Exercise brief: Check each line of the listing below for the string "tractor", then copy every line that has it.

━━━━━ Input data ━━━━━

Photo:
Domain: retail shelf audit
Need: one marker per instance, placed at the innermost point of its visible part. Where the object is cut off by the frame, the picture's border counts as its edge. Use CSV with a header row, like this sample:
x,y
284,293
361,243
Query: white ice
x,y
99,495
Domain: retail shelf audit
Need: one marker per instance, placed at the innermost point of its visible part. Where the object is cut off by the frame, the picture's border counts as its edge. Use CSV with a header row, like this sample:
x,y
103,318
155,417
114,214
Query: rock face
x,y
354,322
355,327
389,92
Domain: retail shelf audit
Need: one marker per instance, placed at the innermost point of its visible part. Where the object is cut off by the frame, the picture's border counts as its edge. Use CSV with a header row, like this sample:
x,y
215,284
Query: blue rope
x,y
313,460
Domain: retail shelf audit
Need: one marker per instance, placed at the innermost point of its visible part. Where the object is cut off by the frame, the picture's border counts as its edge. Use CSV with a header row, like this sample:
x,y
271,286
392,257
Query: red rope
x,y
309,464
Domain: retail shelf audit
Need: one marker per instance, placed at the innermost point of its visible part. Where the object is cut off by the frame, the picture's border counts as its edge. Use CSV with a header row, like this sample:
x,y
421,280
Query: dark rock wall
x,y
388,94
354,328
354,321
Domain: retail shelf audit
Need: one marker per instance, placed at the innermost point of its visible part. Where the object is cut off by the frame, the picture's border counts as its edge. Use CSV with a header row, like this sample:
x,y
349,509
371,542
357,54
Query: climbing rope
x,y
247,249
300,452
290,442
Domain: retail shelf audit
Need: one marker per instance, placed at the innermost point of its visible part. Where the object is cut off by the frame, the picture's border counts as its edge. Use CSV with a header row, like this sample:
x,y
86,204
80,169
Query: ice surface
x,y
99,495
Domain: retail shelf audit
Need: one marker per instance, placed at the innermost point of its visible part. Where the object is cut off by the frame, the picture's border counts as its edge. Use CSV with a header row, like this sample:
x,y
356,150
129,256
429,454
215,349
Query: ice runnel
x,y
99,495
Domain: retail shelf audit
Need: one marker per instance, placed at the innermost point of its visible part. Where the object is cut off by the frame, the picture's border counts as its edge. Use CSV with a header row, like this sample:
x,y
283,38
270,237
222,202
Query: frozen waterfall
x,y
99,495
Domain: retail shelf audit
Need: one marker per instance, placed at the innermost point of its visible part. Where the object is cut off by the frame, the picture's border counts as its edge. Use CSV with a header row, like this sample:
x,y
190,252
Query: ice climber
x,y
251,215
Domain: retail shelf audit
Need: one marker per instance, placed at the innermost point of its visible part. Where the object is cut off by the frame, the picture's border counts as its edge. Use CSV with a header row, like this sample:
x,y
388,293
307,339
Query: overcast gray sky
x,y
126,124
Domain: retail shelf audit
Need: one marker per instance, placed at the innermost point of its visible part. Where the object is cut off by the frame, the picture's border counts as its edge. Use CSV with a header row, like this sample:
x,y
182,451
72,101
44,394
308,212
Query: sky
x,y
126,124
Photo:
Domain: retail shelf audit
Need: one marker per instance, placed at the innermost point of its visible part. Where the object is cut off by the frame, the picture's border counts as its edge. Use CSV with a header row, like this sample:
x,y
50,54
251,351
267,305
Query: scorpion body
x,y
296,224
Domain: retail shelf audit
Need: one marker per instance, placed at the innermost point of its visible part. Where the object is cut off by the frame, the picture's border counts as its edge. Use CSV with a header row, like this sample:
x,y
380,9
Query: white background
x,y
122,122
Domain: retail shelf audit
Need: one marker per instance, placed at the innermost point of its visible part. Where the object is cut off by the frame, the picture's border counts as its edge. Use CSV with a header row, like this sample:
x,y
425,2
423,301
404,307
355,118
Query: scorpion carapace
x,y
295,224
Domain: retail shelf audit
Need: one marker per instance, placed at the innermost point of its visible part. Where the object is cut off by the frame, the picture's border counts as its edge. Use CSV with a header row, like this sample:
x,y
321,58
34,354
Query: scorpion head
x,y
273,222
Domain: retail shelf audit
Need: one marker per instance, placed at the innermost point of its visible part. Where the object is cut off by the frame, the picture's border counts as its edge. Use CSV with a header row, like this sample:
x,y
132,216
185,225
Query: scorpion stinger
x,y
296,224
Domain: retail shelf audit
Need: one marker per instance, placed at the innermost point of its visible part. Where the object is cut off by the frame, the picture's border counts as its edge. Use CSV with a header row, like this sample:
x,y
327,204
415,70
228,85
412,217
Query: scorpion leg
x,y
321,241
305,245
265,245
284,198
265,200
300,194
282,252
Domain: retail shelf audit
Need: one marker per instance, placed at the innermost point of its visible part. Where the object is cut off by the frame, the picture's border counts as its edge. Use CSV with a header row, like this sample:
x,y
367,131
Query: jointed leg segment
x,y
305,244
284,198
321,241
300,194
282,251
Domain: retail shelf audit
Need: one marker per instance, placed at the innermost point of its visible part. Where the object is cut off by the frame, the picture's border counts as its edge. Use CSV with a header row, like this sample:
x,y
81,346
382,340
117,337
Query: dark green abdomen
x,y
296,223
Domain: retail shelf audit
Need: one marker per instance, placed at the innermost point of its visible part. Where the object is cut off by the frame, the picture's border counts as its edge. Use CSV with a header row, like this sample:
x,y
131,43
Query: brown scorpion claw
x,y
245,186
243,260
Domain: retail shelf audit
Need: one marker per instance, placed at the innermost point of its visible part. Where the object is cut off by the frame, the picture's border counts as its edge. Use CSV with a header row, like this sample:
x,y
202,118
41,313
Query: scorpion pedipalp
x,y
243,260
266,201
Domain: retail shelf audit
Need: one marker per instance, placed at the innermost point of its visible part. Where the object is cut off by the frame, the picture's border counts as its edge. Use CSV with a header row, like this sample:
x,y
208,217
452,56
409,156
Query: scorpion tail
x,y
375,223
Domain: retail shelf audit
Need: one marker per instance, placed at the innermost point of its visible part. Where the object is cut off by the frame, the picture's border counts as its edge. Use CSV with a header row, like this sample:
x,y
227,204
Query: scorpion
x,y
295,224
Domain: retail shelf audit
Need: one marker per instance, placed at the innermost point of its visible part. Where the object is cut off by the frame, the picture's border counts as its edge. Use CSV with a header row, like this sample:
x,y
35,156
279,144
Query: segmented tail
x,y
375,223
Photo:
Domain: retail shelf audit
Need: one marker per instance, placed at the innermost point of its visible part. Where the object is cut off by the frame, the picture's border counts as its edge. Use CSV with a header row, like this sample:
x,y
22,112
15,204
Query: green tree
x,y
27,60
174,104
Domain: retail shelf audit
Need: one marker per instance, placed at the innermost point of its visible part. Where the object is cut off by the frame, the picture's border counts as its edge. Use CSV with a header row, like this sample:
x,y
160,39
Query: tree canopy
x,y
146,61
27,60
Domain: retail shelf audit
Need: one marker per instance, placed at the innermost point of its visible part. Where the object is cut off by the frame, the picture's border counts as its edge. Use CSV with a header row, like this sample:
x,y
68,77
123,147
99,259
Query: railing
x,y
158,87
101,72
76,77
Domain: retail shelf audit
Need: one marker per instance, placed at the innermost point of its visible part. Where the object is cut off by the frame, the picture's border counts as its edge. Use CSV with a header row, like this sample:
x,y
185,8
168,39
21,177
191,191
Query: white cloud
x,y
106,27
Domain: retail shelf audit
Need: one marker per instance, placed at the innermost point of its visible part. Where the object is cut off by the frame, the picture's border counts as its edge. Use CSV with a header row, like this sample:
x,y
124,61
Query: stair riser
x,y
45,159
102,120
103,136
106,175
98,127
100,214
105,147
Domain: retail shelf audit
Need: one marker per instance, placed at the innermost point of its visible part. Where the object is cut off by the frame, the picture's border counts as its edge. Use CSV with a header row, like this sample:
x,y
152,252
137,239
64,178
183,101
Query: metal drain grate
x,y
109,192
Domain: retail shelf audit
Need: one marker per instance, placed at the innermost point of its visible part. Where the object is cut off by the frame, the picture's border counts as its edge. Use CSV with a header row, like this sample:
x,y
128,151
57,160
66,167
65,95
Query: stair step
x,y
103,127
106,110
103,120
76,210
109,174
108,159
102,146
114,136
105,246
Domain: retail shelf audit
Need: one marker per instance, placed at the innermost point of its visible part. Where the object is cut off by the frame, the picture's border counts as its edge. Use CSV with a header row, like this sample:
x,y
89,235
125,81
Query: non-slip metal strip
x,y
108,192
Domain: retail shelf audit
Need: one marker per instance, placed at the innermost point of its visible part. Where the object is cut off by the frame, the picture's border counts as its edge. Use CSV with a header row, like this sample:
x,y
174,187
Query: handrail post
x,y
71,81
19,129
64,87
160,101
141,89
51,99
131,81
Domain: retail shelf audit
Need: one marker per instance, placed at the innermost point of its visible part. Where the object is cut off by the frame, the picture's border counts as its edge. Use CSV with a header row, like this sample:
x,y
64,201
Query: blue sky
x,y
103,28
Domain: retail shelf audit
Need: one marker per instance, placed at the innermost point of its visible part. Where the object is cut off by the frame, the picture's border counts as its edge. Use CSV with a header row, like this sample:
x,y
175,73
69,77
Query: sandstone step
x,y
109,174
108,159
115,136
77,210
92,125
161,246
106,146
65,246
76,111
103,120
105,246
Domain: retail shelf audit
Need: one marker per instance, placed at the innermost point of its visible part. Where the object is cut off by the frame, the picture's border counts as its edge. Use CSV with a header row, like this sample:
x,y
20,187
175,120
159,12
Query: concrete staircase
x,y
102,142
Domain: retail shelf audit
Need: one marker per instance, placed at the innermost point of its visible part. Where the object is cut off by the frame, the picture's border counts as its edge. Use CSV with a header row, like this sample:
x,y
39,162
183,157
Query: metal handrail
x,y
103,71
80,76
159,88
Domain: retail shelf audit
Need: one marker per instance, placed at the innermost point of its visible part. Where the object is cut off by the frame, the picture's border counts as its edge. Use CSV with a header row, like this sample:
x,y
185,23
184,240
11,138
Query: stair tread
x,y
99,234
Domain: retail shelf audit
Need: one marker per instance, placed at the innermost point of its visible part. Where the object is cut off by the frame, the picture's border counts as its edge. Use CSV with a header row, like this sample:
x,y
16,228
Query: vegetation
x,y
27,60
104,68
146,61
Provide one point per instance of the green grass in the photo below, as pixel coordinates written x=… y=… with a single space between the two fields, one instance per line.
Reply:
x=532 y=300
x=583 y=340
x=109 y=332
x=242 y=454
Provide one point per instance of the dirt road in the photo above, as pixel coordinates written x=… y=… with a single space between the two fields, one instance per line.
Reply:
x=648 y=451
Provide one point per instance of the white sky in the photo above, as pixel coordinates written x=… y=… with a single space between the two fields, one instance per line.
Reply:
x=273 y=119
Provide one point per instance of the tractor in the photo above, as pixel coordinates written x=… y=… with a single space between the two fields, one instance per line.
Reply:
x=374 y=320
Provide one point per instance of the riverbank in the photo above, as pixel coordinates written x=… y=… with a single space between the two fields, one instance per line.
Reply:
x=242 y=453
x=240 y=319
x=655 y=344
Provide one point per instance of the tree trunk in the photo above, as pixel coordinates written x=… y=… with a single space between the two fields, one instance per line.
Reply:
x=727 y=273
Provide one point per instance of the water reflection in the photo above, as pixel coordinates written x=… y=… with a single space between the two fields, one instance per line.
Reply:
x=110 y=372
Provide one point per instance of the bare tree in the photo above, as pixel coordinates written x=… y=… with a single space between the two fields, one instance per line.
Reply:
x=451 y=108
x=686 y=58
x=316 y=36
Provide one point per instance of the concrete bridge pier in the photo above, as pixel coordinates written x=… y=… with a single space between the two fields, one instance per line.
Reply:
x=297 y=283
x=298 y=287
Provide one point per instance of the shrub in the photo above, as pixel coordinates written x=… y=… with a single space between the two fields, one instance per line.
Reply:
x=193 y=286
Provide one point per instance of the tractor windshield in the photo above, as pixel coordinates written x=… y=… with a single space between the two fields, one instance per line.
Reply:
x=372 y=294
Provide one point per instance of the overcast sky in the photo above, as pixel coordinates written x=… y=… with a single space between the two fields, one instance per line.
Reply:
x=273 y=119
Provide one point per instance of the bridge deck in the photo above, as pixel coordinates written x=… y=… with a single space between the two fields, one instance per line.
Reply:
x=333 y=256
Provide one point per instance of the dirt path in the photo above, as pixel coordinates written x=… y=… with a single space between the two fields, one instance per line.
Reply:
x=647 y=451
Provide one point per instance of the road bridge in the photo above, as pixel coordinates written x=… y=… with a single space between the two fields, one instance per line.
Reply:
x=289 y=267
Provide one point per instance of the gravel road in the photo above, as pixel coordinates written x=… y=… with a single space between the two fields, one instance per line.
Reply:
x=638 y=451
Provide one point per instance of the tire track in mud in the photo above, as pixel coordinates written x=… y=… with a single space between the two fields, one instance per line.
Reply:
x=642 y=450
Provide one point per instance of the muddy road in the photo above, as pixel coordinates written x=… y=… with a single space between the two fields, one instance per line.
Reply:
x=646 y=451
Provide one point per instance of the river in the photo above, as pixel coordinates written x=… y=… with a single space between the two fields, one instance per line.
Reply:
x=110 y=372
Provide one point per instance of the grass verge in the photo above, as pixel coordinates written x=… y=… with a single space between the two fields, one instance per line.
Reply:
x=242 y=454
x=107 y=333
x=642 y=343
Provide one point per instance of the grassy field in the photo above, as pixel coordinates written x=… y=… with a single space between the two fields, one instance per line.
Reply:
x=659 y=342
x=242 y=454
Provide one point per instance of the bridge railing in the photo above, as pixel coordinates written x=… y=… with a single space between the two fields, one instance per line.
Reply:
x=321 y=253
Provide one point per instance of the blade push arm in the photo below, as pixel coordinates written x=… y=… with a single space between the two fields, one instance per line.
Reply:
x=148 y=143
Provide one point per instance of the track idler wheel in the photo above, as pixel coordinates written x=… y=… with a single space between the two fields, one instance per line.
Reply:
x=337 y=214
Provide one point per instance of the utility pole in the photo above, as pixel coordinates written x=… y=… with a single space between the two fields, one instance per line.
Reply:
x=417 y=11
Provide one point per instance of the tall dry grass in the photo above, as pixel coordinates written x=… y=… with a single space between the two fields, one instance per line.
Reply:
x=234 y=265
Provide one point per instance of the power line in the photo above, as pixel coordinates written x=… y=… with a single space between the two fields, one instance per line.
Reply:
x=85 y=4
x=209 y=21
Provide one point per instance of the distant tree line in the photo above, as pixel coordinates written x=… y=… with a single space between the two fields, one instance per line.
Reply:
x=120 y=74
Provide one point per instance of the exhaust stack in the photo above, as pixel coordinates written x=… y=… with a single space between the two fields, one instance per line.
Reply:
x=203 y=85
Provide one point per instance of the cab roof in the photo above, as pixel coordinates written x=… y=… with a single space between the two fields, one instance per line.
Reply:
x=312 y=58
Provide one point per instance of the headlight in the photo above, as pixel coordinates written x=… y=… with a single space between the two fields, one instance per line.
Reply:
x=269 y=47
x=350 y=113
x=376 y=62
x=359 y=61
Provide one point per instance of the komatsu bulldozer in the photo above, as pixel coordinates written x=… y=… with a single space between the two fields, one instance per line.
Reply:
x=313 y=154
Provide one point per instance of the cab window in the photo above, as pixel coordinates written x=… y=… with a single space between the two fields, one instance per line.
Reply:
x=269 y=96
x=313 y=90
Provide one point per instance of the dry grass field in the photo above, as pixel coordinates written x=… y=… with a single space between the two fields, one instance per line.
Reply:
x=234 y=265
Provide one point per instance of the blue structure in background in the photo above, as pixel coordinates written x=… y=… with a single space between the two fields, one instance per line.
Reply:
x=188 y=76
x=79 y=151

━━━━━

Output for this exercise:
Provide one point per instance of the tractor in the photo above, as pixel coordinates written x=… y=… with a single space between the two fields, one instance per line.
Provide one point per instance of the tractor windshield in the photo above, as pixel coordinates written x=… y=… with a single space between the two fields, one instance per line.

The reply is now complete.